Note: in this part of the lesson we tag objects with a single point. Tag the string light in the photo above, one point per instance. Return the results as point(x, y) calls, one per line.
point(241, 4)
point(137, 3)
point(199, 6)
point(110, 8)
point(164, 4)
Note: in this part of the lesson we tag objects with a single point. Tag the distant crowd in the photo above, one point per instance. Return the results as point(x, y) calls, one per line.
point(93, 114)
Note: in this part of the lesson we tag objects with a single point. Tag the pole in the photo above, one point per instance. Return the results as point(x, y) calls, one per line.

· · ·

**Task directions**
Retype the material word for word. Add nothing to it.

**Result of the exercise**
Note: in this part of the lesson we tag objects with a single point. Tag the string light in the photo above, one point per instance. Return the results as point(x, y) calls, one per line.
point(241, 4)
point(137, 3)
point(199, 6)
point(110, 8)
point(164, 4)
Note: in this part of the lesson we tag objects with a single point. Tag the distant crowd in the photo above, one point per instance. Return the results as point(x, y) calls, one per line.
point(93, 114)
Note: in this part of the lesson we tag objects with a single point. Tag the pole in the photo above, one point per instance. Return the results as point(x, y) calls, one per line.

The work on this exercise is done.